Return nothing but the lines from the line with "Where can the pod" through the last line of the entries that follow, copied exactly and free of pictures.

* BEGIN Supplied records *

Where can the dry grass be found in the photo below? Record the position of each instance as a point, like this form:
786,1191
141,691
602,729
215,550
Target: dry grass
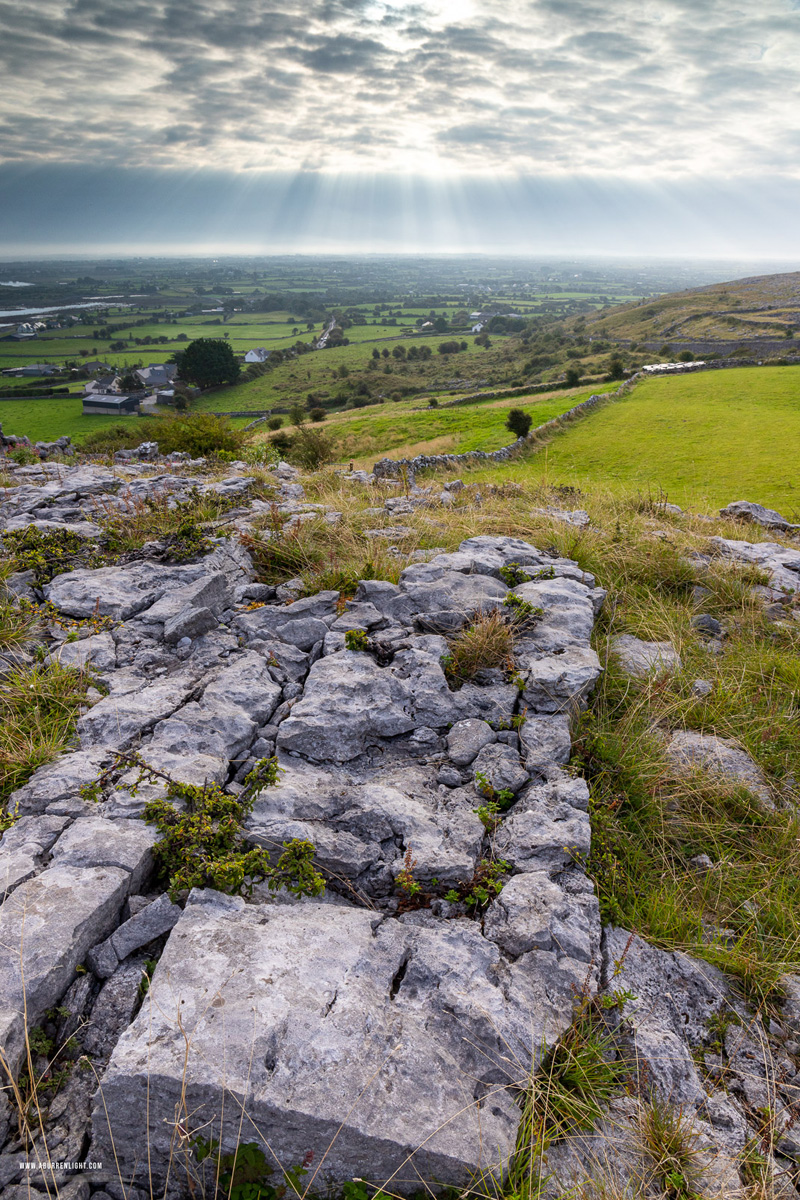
485,645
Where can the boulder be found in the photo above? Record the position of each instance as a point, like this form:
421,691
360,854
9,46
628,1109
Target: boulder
348,701
465,738
641,659
47,927
689,749
747,510
498,768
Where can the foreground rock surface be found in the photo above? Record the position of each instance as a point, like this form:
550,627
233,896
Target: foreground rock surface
384,1026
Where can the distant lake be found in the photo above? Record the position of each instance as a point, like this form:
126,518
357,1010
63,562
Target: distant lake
59,307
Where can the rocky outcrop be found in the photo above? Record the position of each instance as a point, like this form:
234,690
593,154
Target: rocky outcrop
389,1026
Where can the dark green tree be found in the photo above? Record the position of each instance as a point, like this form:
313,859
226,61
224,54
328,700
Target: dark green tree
518,421
208,361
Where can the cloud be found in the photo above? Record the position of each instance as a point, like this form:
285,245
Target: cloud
637,87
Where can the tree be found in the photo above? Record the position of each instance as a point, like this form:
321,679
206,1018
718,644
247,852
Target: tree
518,421
208,361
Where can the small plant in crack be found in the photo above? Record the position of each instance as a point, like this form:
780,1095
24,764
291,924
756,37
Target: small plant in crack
672,1144
202,841
485,885
522,612
356,640
515,575
404,877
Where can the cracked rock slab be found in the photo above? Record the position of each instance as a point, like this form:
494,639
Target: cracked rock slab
402,1042
639,659
47,927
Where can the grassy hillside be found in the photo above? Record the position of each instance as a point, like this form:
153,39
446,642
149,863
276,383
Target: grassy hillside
762,306
705,439
43,420
403,429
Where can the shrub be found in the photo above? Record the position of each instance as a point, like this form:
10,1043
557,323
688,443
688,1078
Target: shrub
194,433
208,361
311,448
519,421
282,442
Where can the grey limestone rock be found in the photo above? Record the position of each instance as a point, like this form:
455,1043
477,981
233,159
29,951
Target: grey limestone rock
47,927
348,700
547,828
747,510
499,766
143,927
721,757
95,841
673,997
190,622
114,1008
118,719
546,741
561,682
639,659
361,826
465,738
60,780
402,1038
97,652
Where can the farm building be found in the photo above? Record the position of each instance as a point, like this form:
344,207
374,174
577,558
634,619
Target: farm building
157,375
106,385
107,405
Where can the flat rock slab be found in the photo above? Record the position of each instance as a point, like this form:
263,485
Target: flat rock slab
47,927
397,1053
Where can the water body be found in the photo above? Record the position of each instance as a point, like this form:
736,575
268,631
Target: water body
59,307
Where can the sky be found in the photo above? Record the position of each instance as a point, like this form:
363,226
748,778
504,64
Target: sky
549,126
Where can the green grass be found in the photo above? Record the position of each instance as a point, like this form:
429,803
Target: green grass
405,427
43,420
705,439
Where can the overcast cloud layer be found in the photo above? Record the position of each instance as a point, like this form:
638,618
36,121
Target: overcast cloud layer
531,87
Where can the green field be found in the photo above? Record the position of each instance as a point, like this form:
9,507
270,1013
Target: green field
44,420
403,430
704,439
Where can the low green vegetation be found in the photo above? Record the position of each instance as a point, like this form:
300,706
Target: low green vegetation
202,841
38,708
567,1095
43,420
702,439
405,429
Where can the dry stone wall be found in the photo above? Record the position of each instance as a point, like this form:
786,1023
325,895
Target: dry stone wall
400,468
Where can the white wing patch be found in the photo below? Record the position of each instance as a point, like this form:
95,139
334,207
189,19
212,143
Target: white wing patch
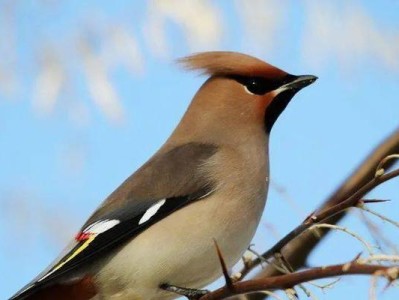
85,237
151,211
101,226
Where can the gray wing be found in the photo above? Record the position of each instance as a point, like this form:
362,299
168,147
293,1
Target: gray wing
166,183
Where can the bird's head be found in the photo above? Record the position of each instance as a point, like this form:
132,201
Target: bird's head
241,90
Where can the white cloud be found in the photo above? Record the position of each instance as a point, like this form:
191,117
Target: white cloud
346,33
200,22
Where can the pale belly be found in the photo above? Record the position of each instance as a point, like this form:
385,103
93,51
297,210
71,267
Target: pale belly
180,250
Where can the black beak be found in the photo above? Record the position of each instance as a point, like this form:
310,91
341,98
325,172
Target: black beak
284,95
299,82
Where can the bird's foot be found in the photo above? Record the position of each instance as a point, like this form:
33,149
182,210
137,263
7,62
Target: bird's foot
191,294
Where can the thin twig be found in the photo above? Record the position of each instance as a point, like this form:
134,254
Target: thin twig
293,279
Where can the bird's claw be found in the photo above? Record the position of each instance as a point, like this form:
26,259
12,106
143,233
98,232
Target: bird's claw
191,294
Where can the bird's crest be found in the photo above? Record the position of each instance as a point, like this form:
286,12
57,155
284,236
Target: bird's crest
230,63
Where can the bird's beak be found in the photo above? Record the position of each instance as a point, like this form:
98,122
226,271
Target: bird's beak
299,82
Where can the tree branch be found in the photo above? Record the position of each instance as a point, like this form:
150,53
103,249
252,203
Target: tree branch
297,250
290,280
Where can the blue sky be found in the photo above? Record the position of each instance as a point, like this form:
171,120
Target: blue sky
63,150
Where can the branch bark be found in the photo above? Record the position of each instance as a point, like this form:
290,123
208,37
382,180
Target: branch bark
290,280
297,250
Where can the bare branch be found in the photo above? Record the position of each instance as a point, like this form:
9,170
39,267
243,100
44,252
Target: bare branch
293,279
297,250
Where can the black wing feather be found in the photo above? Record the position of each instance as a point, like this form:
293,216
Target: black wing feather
181,175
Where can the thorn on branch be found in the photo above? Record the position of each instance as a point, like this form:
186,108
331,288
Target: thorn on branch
380,168
367,201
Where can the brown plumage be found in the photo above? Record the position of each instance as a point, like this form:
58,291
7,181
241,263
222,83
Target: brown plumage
208,182
227,63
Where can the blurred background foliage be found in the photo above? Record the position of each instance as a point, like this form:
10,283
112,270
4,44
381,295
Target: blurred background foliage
88,91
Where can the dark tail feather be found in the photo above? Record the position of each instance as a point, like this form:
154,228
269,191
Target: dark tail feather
83,289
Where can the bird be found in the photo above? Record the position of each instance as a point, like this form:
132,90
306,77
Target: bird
154,237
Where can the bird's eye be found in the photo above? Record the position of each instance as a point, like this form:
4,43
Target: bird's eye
256,85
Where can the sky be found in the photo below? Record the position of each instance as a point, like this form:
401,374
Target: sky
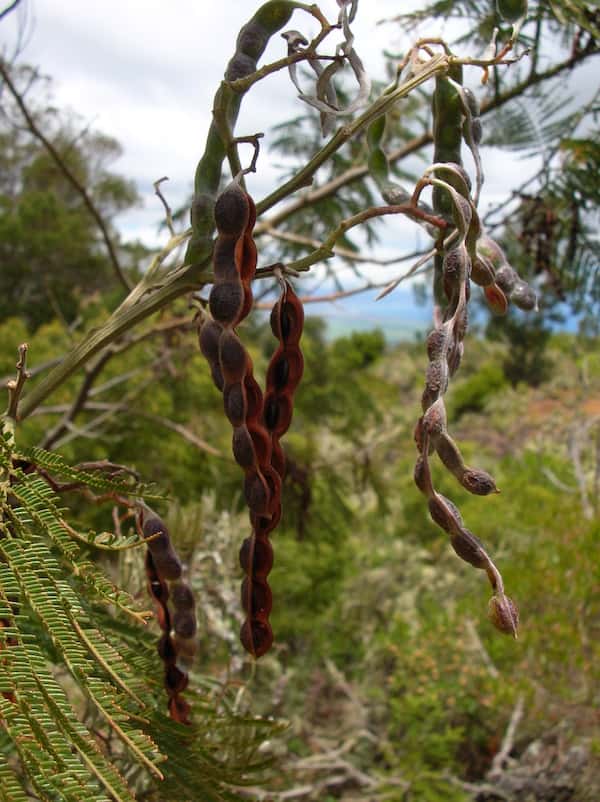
145,72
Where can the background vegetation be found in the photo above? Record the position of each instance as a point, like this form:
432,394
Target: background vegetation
386,681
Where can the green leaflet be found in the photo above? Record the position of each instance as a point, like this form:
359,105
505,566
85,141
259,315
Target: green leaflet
75,661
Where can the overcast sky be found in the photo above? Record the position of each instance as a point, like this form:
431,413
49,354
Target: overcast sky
145,72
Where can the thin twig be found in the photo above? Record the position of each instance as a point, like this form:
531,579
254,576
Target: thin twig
508,740
162,199
67,172
15,386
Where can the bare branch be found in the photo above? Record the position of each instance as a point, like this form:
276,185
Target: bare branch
15,386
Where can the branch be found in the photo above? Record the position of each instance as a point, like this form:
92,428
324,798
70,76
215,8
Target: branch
356,173
15,386
69,175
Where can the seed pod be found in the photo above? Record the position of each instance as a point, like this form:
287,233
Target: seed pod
232,355
469,548
523,296
482,272
450,455
436,343
182,597
184,623
226,301
257,599
433,422
506,278
496,299
445,514
256,637
256,557
478,482
504,614
232,211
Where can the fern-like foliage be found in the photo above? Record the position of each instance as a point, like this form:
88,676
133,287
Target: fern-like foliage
81,700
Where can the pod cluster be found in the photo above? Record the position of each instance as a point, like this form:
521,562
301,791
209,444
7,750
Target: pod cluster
175,611
465,255
257,422
250,45
256,554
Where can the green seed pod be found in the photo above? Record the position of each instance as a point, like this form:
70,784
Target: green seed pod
226,301
504,614
512,10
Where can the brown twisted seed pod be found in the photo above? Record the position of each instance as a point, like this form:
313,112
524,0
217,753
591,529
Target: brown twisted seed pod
243,448
232,356
182,597
256,557
506,278
257,599
226,301
256,493
504,614
478,482
166,648
224,264
488,247
434,421
167,563
482,272
184,623
523,296
444,513
436,382
208,339
449,454
455,355
496,299
232,211
420,475
235,404
176,680
437,341
469,548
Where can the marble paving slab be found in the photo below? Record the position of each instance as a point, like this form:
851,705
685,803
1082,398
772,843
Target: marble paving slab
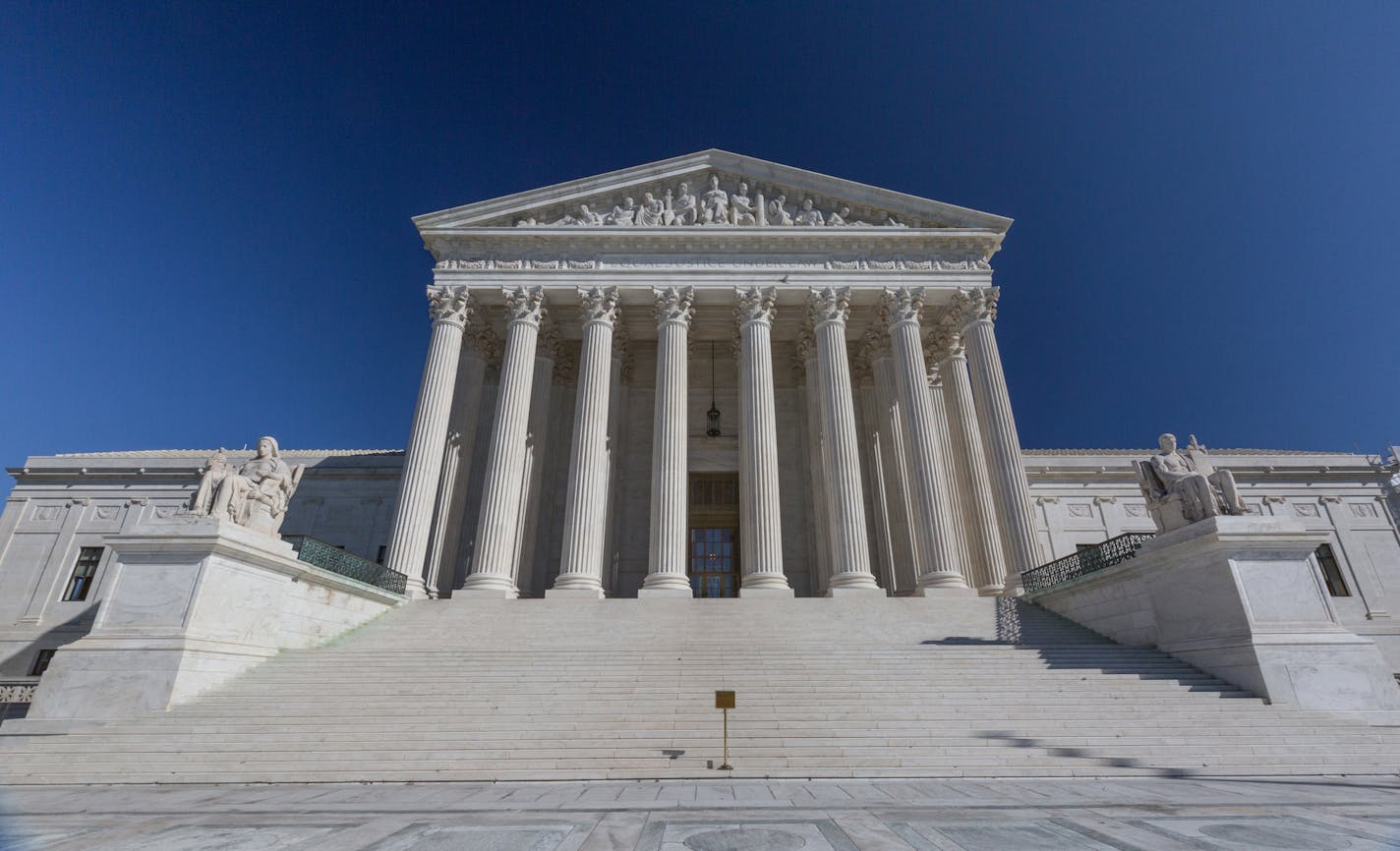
907,815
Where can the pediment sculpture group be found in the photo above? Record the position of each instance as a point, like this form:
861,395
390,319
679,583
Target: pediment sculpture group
1183,487
713,206
254,494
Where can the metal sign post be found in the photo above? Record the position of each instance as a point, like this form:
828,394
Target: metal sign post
724,700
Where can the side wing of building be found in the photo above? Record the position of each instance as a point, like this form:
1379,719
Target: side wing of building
52,554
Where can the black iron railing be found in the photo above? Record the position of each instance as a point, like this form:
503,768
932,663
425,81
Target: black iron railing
313,550
1088,560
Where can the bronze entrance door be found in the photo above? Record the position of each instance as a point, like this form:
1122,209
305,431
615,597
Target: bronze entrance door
714,535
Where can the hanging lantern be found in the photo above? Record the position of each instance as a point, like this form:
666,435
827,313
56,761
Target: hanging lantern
713,415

* END Supplied records *

#### [Answer below]
Where can the pod cluster be found in the photo above? Record the position of each instance as a point, like this form:
521,562
301,791
209,444
7,750
Target: pod cluster
175,611
465,255
257,422
250,45
256,554
Where can the green seed pod be found in the photo above? Record the position of each instance as a point, like this form:
70,784
Target: green seed pod
226,301
504,614
512,10
Where can the brown twisted seed pod be found in the photo above? Record the position of each instance as a point, like this form:
313,112
524,0
217,753
591,529
Target: brown twisted seed pod
243,448
232,356
182,597
256,557
506,278
257,599
226,301
256,493
504,614
478,482
166,648
224,264
488,247
434,421
167,563
482,272
184,623
523,296
444,513
436,382
208,339
449,454
455,355
496,299
232,211
420,475
235,404
176,680
437,341
469,548
Where can the marble paving slab be found in the photo below? Record the position of each instance as a point, like this form:
851,705
685,803
1082,398
772,843
Target: marble paving slab
907,815
Where can the pediment sculpture group be found in the photo above? Record the position of each instance as a point, like this form:
861,395
390,319
679,583
Target: pediment sculpture group
1183,487
713,206
254,494
Where can the metal sign post be found in the photo above? Record the position of each instance as a point, like this form:
828,394
Target: metal sign post
724,700
Where can the side wing of building be found in the photo above? Record the position of each instance as a point, like this form:
1379,719
Target: side wing of building
52,554
Where can the black iron railing be found in the photo above? Record the position of each instance as a point, like this form:
503,768
932,663
425,81
Target: black iron railing
313,550
1088,560
Where can the bronze entrance door be found in the photo above? Record the position of each instance as a point, like this form:
1122,209
305,431
615,597
Target: bronze entrance door
714,535
Where can the hanging lantern be found in the photo above? Record the position of each instance as a point, like this form:
666,435
827,313
56,761
Target: hanging lantern
713,415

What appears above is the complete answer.